The first models of the Century Series had been available for internal use for over a year before entering market. As a result, the compiler and the operating software systems had already been checked out. The Company itself was using 64 of the Century systems, prior to customer deliveries, for training of service and support personnel, further software checkout, and customer use at regional checkout centers.
A comprehensive educational service had been provided for all Century users, including their systems personnel, programmers and operators. NCR also established regional center facilities for checkout customer programs and for providing other ongoing assistance.
A 300,000-square-foot manufacturing plant was built at San Diego, California, to augment NCR's electronics production facilities at Hawthorne, California and Dayton, Ohio. Manufacturing of the Century family was also carried out at NCR factories in Dundee, Scotland, and Augsburg, Germany.
The versatile Century computers were based on significant design advances in ultra-high-speed thin-film memories, monolithic integrated circuitry, disc memory innovations, and automated production techniques. These features provided users with greater performance than ever before available in computer systems in their price range.
The Century Series was a full family of compatible systems designed to meet the data processing needs of a wide range of users. This includes the first-time computer users as well as the highly advanced users, employing real-time and multiprogramming concepts. The systems' capabilities cover all types of business data processing and also special scientific applications. This was by far the largest product development effort ever undertaken in NCR's history.
Initially, NCR released two lines of the new computer family - the Century 100 and the larger Century 200. This computer family also included powerful multiprocessing and time-sharing models scheduled for future release. These put NCR in the sector of the computer market it was not active before. All models in the entire Century Series had on-line, real-time capabilities. A full line of peripheral equipment including disc units, card readers, printers, magnetic tape handlers, and a high-capacity CRAM (Card Random Access Memory) was also introduced by the Company.

(Rows from a pointing dataset)
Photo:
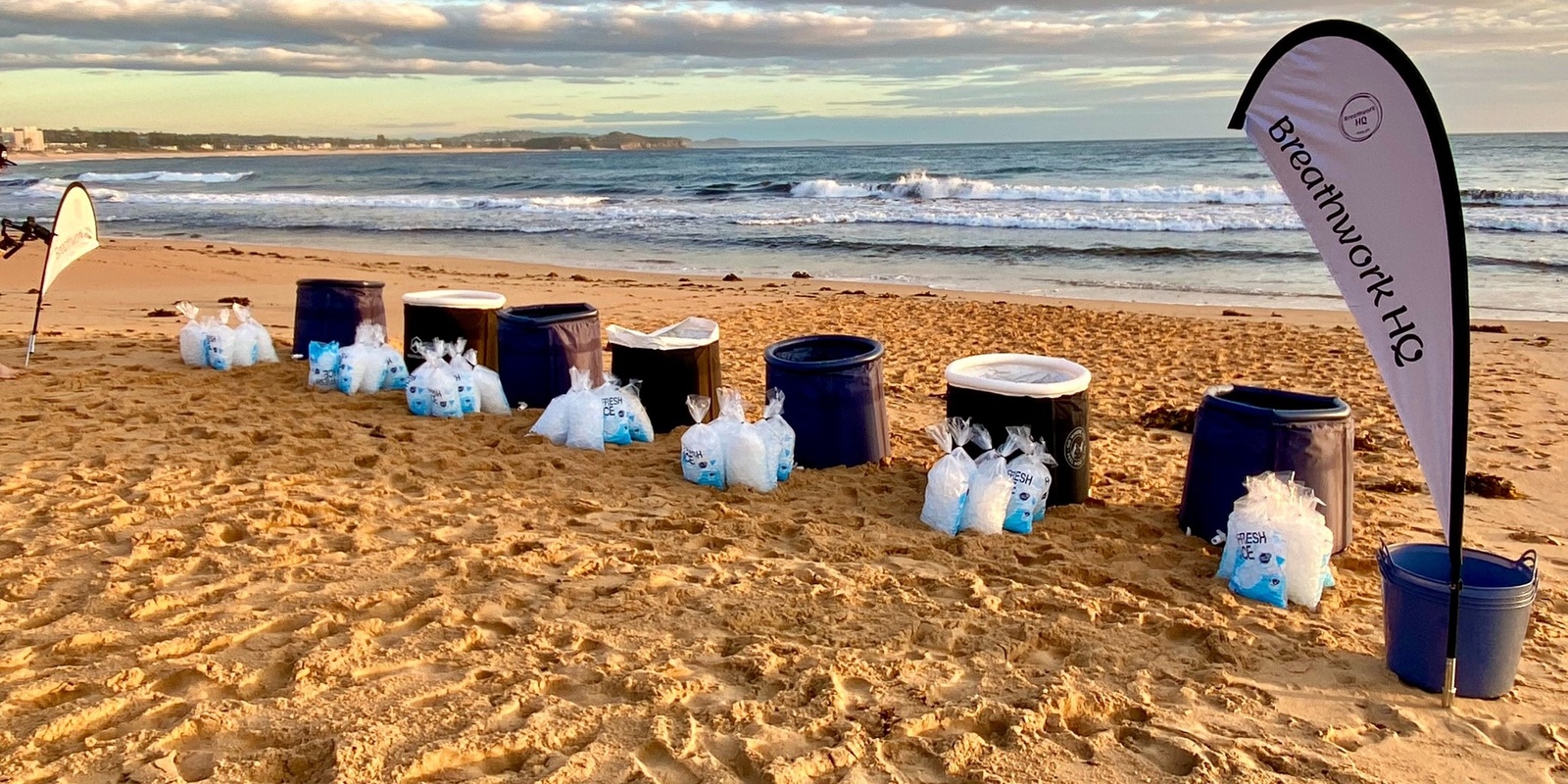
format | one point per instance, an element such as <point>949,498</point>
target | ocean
<point>1196,221</point>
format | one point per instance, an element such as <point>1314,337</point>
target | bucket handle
<point>1528,561</point>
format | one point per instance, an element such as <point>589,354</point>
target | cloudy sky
<point>753,70</point>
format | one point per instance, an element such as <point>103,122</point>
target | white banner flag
<point>75,234</point>
<point>1353,137</point>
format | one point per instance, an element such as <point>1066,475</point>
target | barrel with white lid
<point>1045,392</point>
<point>451,314</point>
<point>671,363</point>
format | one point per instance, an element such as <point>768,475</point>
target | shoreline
<point>65,157</point>
<point>234,577</point>
<point>1286,314</point>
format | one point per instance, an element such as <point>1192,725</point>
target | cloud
<point>908,59</point>
<point>494,36</point>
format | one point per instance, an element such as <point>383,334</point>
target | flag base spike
<point>1447,684</point>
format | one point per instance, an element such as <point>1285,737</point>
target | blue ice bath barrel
<point>329,310</point>
<point>540,344</point>
<point>833,397</point>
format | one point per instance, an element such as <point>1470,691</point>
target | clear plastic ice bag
<point>574,417</point>
<point>612,405</point>
<point>245,345</point>
<point>745,454</point>
<point>193,337</point>
<point>462,368</point>
<point>1031,480</point>
<point>637,420</point>
<point>493,396</point>
<point>360,363</point>
<point>417,391</point>
<point>784,435</point>
<point>702,452</point>
<point>323,365</point>
<point>990,493</point>
<point>948,482</point>
<point>219,341</point>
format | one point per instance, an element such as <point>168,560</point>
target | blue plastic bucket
<point>540,344</point>
<point>328,310</point>
<point>1494,613</point>
<point>833,397</point>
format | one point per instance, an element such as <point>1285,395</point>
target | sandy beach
<point>231,577</point>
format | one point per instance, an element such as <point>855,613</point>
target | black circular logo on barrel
<point>1361,117</point>
<point>1074,449</point>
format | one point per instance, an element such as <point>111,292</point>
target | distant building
<point>23,140</point>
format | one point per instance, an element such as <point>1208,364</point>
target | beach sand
<point>231,577</point>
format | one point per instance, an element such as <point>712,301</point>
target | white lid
<point>1018,375</point>
<point>689,333</point>
<point>455,298</point>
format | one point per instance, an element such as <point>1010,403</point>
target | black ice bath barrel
<point>833,397</point>
<point>451,314</point>
<point>1243,431</point>
<point>671,365</point>
<point>1045,392</point>
<point>540,344</point>
<point>328,310</point>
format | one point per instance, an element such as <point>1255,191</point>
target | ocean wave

**Problems to work on:**
[1] List the pieces of peripheral equipment that the NCR Century Series text says the company introduced.
[2] Output the part of the listing between the lines holding "such as <point>383,334</point>" and "<point>455,298</point>", inclusive, as a two-column CSV with the columns ask and response. Put one row per ask, with each field quoted and line breaks turned into spaces.

**The solutions:**
[1]
- Disc units
- Card readers
- Printers
- Magnetic tape handlers
- A high-capacity CRAM (Card Random Access Memory)

[2]
ask,response
"format | one point per instance, an element such as <point>383,334</point> target | flag base spike","<point>1447,684</point>"
"format | one point per instance, an element such as <point>1285,737</point> target | blue ice bath barrel","<point>329,310</point> <point>540,344</point> <point>833,397</point>"
"format | one point per instance, an element such as <point>1470,691</point> target | clear plastic ice bag","<point>574,417</point> <point>612,405</point> <point>245,345</point> <point>745,454</point> <point>193,337</point> <point>462,368</point> <point>1031,480</point> <point>637,420</point> <point>493,396</point> <point>360,363</point> <point>417,391</point> <point>784,435</point> <point>702,452</point> <point>323,365</point> <point>990,493</point> <point>948,482</point> <point>219,341</point>"
"format | one point per instance, an element such as <point>168,560</point> target | blue plastic bucket","<point>540,344</point> <point>328,310</point> <point>1494,613</point> <point>833,397</point>"
"format | one point per instance, an element such as <point>1285,395</point> target | sandy beach","<point>231,577</point>"
"format | one point per instance, an element such as <point>855,613</point> target | black circular logo on barrel","<point>1361,117</point> <point>1074,449</point>"
"format | one point per instance, an element such as <point>111,292</point> target | distant building","<point>23,140</point>"
"format | one point per instance, an element such as <point>1208,364</point> target | beach sand","<point>231,577</point>"
"format | one point per instance, an element such as <point>712,301</point> target | white lid","<point>1018,375</point> <point>689,333</point> <point>455,298</point>"